- Challenge
Reproduce the records from their start through the line containing "[369,69,640,132]", both ends included and requests unchanged, but shift each bounding-box coordinate in the answers up by 91.

- Given records
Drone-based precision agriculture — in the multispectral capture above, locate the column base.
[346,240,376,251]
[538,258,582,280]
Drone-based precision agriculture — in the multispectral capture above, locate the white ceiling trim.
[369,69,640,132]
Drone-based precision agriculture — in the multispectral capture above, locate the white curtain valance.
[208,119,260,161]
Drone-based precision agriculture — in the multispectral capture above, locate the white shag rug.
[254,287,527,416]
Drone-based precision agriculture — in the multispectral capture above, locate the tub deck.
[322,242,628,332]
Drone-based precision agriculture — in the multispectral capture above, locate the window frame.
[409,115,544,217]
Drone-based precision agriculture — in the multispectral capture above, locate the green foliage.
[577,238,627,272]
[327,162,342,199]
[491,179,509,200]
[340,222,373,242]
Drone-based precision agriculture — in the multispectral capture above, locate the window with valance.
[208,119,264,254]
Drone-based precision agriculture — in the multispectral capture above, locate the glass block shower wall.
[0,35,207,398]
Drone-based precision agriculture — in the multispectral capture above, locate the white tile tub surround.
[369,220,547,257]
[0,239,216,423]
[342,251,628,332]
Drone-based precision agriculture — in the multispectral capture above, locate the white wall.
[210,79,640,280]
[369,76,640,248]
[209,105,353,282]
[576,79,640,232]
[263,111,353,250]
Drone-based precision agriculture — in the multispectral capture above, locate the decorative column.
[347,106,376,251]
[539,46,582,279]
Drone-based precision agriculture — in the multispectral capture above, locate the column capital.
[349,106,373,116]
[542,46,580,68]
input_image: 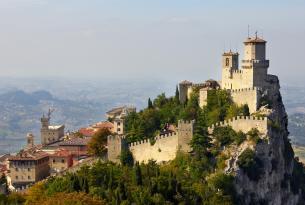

- Exercise answer
Drone-based precision agriculture — in the multispectral capture above, locate the column base.
[437,331,467,342]
[629,349,673,371]
Drone-based precision agriculture — in the multispectral capture above, locate the white ceiling trim.
[460,160,731,223]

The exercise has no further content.